- Page extract
Thursday, September 27, 2007


I've been working a little at a time on getting Dominic's bedroom and bathroom cleaned. At this point, I have only to clean the bathtub and put a comforter on the bed. I found two comforters in one of the Rubermaid storage bins on wheels that Dom has some of his stuff in. I searched high and low for one of those comforters a couple of years ago; Dom had no idea where it was at that time. Alyssa was here for a couple of hours yesterday to use the Internet, and she helped me with some of the cleaning. I really appreciate that.

Of course there have been several loads of laundry. as well, - sheets, blankets, shower curtain, etc.

Tuesday, September 25, 2007

I have to be different

So, everyone else is hitting possums (no possum stew, Renee), I hit a shunk. Now my car reeks!

Sunday, September 23, 2007

And He's Off!

Here's Dominic yesterday morning at the bus station in Paducah, ticket in hand, ready to board the bus on his way to New Jersey. From Paducah, he went to Nashville, Knoxville, Richmond VA, Washington DC, and finally Philadelphia. His friend Bob met him there. He'll be working with Bob and living at Bob's mother-in-law's house. Dom has known Paula since he was in his mid-teens, so it's not like he's meeting someone new. I hope this all works out well for him.

So now I'm alone - most of the time anyway. I had only been home long enough to put away the groceries I bought on the way back, when Alyssa called and said she'd be here in a few minutes to drop Alexis off. Having Alexis spend Saturday night with me gives me incentive to drive thirty miles each way to church on Sunday morning. She really likes my church. I do, too, but by myself it's very easy to say that I don't feel like driving that far.

Does she look comfortable? When I got a new computer with Windows XP a year ago, her mom set us four 'user spaces' - Adele, Dominic, Alexis and Guest. In Alexis' space, she put links to three web sites she approves of, so Lexi can go to them when she's here, and play games, etc, designed for her age group.

The headband fell off, and she put it back on differently. Which brings me to head sizes. The T-top I knit for her a few weeks ago (there's a picture of it a few entries back) won't go over head. Today I pulled out a tape measure and measured her head - straight around just above her eyebrows. 22 inches!!!!! She's only six years old! My head is 23 inches, and I've always believed it was large. I took the tape measure along when I took her home, to measure her mom's head. Before I even had the tape completely around Alyssa's head, she said, "I have a big head; so does Alexis." Alyssa's is 22 1/2 inches. No wonder the top won't fit. I don't know whether to take the top halfway apart and re-knit it, or to just do a new one and put that one in the charity knitting box. A completely new one would probably be easier.

- Raw data
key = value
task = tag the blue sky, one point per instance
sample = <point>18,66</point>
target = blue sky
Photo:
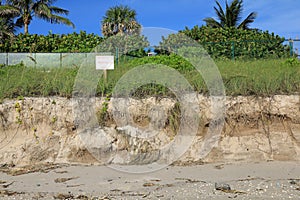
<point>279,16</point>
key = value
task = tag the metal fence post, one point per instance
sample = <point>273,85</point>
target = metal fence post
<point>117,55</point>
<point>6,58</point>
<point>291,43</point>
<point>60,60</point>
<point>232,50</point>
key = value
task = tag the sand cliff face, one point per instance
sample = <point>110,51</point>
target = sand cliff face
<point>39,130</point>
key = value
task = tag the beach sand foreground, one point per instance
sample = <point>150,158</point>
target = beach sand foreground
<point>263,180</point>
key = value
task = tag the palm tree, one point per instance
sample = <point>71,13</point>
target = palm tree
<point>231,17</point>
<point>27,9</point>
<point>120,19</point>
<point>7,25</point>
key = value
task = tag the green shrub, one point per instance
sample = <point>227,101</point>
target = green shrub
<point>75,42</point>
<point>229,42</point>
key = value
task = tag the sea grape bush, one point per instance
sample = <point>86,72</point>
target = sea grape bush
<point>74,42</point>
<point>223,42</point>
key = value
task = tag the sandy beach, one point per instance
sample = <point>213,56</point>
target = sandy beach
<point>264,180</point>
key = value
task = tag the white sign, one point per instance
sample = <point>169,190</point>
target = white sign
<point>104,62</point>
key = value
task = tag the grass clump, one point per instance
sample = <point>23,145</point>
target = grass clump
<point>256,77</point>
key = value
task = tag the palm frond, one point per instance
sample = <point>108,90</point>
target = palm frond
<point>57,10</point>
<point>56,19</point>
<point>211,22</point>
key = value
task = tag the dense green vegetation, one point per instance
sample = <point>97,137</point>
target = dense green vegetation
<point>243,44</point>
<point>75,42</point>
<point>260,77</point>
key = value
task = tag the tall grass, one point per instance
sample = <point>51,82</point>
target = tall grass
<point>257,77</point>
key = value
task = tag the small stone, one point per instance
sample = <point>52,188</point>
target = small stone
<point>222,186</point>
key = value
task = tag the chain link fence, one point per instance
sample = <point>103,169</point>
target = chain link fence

--

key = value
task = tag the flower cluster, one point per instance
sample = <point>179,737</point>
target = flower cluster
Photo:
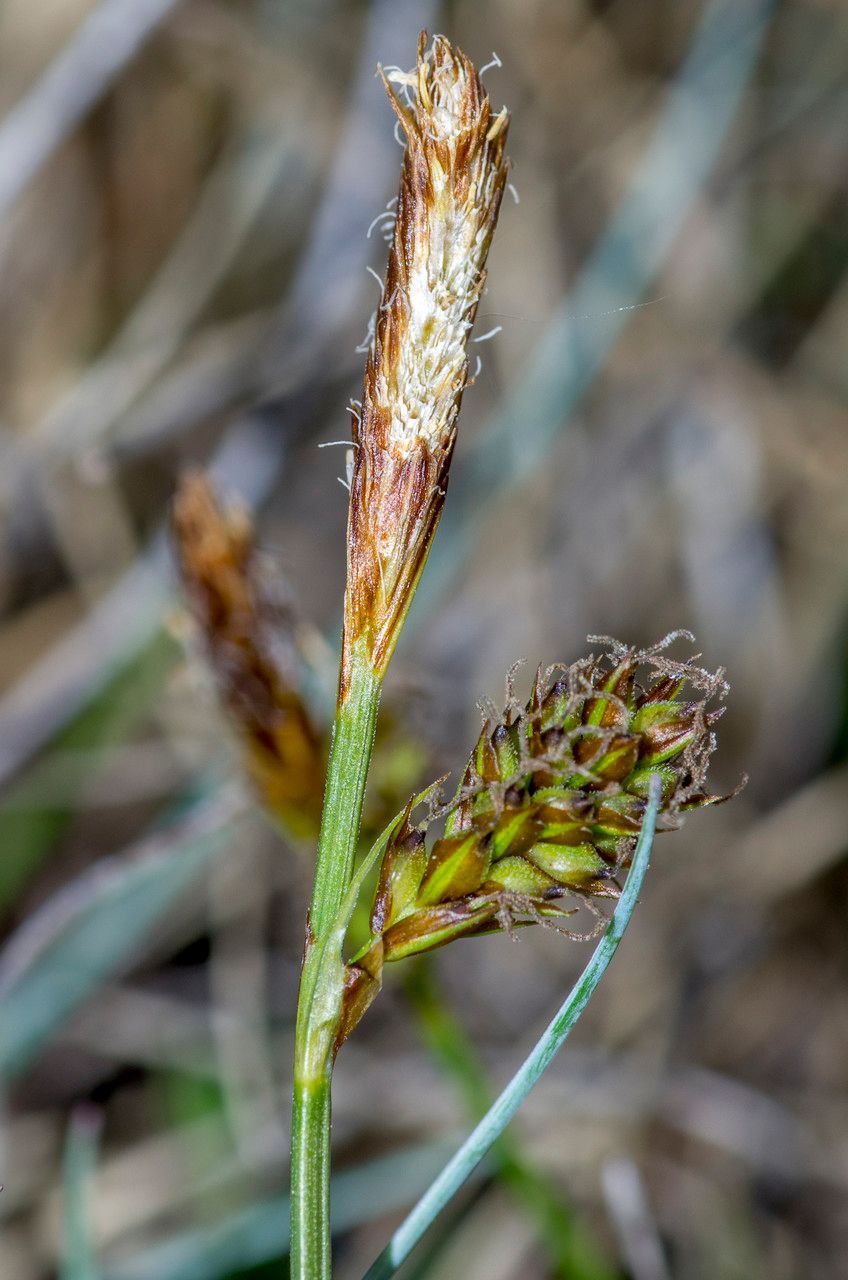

- Written exercise A
Decide whether each statement agrees with the blog entries, answering yes or no and quoting the words that settle it: (i) Dominic's bus passed through Richmond VA before reaching Washington DC; (ii) Alexis's head measures 23 inches around; (iii) the writer's car struck a possum.
- Written exercise B
Go on with the blog entries, starting after their final sentence.
The rows above play no part in this work.

- Result A
(i) Yes: "Nashville, Knoxville, Richmond VA, Washington DC, and finally Philadelphia."
(ii) No: "22 inches!!!!! She's only six years old! My head is 23 inches"
(iii) No: "I hit a shunk."

- Result B
FYI: The roadkill of the month for September in far western Kentucky is possum.

Wednesday, September 19, 2007

My Loom Came Home

Last October, my church put on a small 'Renaissance Fair.' I took my loom and Kimberly, who usually weaves on a table loom, wove on it while I spun on a drop spindle. At the end of the day, I asked Kimberly if she would like to borrow the loom for a while. She said she would, so it has been at her house since then. A few weeks ago Shirley asked if she could use it to weave at The Homeplace 1850, a living history museum in Land Between the Lakes on September 15. LBL is the area between Lake Barkley, created by a dam on the Tennessee River, and Kentucky Lake, created by a dam on the Cumberland River. They have a big loom at The Homeplace, but it is in a naturally lighted cabin that is rather dark. Shirley wanted a portable loom that she could put on a porch and weave in the bright light. Last Monday morning, we went to Kimberly's house and put the loom into Shirley's van. Shirley brought it back Sunday afternoon, so now it's in its usual place.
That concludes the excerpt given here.